# Required task:
Give every line of the data again, unchanged, but with no pictures.

# Provided records:
_ _ _ _
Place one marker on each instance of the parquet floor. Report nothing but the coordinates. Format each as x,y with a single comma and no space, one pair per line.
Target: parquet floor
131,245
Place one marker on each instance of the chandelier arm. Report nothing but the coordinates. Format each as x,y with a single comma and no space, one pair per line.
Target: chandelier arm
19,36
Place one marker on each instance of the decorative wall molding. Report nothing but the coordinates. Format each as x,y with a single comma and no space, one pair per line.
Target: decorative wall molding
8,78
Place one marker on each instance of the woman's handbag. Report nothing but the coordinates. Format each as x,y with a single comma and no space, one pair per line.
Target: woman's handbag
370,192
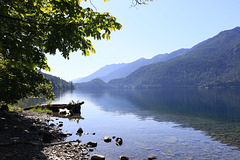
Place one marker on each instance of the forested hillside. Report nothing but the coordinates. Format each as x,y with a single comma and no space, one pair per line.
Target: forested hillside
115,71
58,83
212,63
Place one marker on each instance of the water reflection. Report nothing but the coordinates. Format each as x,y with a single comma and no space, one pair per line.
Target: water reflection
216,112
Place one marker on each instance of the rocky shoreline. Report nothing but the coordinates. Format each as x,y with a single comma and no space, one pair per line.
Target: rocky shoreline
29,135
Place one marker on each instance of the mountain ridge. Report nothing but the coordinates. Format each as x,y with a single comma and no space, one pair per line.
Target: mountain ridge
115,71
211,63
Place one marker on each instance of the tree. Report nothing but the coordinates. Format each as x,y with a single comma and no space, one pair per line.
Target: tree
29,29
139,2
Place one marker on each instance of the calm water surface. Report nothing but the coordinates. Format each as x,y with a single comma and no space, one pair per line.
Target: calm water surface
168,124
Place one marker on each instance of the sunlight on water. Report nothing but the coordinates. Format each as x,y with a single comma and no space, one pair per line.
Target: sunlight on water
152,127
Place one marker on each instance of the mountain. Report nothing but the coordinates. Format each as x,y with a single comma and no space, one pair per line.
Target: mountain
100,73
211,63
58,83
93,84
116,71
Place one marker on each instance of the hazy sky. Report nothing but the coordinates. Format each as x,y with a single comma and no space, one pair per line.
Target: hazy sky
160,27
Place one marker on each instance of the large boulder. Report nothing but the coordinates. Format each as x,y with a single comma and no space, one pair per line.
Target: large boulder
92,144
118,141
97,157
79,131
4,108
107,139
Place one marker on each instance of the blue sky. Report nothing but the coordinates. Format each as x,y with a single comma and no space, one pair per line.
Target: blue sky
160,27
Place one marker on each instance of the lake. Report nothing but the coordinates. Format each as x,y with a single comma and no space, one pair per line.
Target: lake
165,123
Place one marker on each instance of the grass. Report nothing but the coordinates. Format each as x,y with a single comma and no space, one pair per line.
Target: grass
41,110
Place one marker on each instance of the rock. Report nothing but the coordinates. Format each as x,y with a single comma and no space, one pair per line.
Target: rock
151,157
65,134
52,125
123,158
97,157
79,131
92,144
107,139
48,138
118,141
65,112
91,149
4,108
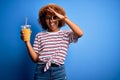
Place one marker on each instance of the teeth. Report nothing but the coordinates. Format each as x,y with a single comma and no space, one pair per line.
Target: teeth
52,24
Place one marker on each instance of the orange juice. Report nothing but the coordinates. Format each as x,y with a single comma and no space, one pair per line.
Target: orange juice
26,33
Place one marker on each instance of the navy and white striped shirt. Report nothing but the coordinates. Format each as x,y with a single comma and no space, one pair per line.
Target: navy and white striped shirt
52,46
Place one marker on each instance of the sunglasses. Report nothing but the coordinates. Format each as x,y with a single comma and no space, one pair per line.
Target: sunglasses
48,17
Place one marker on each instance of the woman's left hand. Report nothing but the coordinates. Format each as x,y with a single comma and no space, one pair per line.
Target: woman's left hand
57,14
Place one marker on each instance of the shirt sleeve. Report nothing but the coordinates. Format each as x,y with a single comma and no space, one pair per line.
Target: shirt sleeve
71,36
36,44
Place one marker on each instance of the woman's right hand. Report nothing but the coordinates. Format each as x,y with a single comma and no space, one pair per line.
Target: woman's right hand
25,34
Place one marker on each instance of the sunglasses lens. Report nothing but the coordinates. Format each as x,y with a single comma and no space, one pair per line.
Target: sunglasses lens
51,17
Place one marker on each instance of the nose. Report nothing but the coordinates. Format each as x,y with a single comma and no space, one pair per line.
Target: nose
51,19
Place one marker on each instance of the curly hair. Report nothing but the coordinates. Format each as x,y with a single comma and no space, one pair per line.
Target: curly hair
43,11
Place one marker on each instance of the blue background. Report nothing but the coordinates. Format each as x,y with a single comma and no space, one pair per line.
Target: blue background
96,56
_ _ _ _
# Completed task:
Place one marker on each instance of the parquet floor. Report nothing but the coordinates. Format each as x,y with a single comma and no space, one pair per line.
Target: parquet floor
131,245
Place one marker on each instance of the chandelier arm. Report nothing but the coordinates. Format each as x,y with a single comma and no space, one pair per line.
Target: chandelier arm
19,36
Place one marker on each instance of the decorative wall molding. Report nothing but the coordinates. Format each as x,y with a single comma and no space, one pair per line.
Target: decorative wall molding
8,78
Place one marker on each instance of the woman's handbag. Report nothing but the coordinates. Format each as x,y with a single comma and no space, one pair per line.
Target: woman's handbag
370,192
Place one marker on each instance of the forested hillside. Report nothing but the coordinates. Format each as x,y with a single comma and no space, one pair per line.
Target: forested hillside
115,71
58,83
212,63
Place one marker on each instance of the water reflection. Report nothing but the coordinates. Format each as x,y with a single comma and no space, one pair per line.
Target: water reflection
216,112
Place one marker on each instance of the rocky shoreline. Report nothing but the coordinates. Format each as x,y with a single comma and no space, one pair per line.
Target: rocky shoreline
29,135
Place one marker on each instance of the mountain ridge. Report nothing but the coordinates. Format each as x,y with a single comma and no space, one pair per line.
Target: mountain ridge
115,71
211,63
Place one marker on each instance of the tree. Report nothing but the coordinates. Format each as x,y with a single comma and no space, one pair per line.
Target: tree
29,29
139,2
Place one marker on each instance of the calm water surface. Report nothing but the coordinates. Format each as x,y with a single comma and no space, one pair per line.
Target: calm water surface
168,124
Place one marker on each instance of the sunlight on water. Report nothing but the coordinates. Format each as x,y with a single comma and no space, one pair per line.
Target: sunlight on water
152,127
Place one marker on each instance of the mountain. Report nothing but the coordinates. Format each as x,y with a single comma and no space, one pair per line.
Target: mountain
100,73
211,63
58,83
93,84
116,71
Place one marker on each instance of the hazy sky. Report nothing but the coordinates. Format each as x,y with a single comma and no space, one pair per line.
Target: hazy sky
160,27
Place one marker on each instance of the large boulder. Report nothing but the coordinates. Format each as x,y with a single comma and no space, one pair per line.
Target: large boulder
92,144
118,141
97,157
79,131
4,108
107,139
Place one marker on each instance of the blue sky. Report nothing but the coordinates. Format each as x,y with a single comma and no space, one pair per line.
Target: blue sky
160,27
Place one marker on each instance of the lake. Report nothing but the coordinates. Format each as x,y with a single comma and no space, one pair per line.
Target: lake
165,123
Place one marker on each instance of the grass. Report nothing but the coordinates. Format each as x,y with a single comma and no space, one pair per line.
Target: grass
41,110
Place one marker on each instance of the rock. Report nothing but the coordinates. Format each as x,y with a single comma and no space, one pair per line.
Target: rock
151,157
65,134
52,125
123,158
97,157
79,131
92,144
107,139
48,138
118,141
65,112
91,149
4,108
Place one marker on each instance of the teeth. Report nothing but the coordinates. Format each as x,y with a single comma and no space, one pair per line.
Target: teeth
52,24
Place one marker on each instance of the orange juice. Report nothing but the coordinates. Format each as x,y with a single comma and no space, one pair per line.
Target: orange juice
26,33
Place one marker on each instance of the navy and white striped shirt. Report nothing but the coordinates. Format each as x,y with a single comma and no space, one pair per line.
Target: navy and white striped shirt
52,46
Place one marker on each instance of the sunglasses. Report nothing but the coordinates. Format each as x,y with a single comma and no space, one pair per line.
Target: sunglasses
48,17
Place one marker on each instance of the woman's left hand. Report nothing but the coordinates. Format each as x,y with a single comma and no space, one pair per line.
Target: woman's left hand
57,14
Place one marker on each instance of the shirt sleeve. Report nothing but the coordinates. Format each as x,y with a single comma and no space, one pair per line.
Target: shirt sleeve
71,36
36,44
Place one marker on each instance of the woman's right hand. Report nothing but the coordinates. Format each as x,y with a single comma and no space, one pair per line.
Target: woman's right hand
25,34
Place one marker on each instance of the sunglasses lens. Report nothing but the coordinates. Format each as x,y with a single comma and no space, one pair per line.
Target: sunglasses lens
51,17
Place one marker on each instance of the nose. Report nothing but the coordinates. Format each as x,y with a single comma and no space, one pair per line.
Target: nose
51,19
Place one marker on each instance of the curly hair. Report nothing but the coordinates. Format each as x,y with a single comma and no space, one pair per line.
Target: curly hair
43,11
Place one marker on each instance of the blue background. Report nothing but the coordinates. Format each as x,y with a single comma and no space, one pair per line.
Target: blue background
96,56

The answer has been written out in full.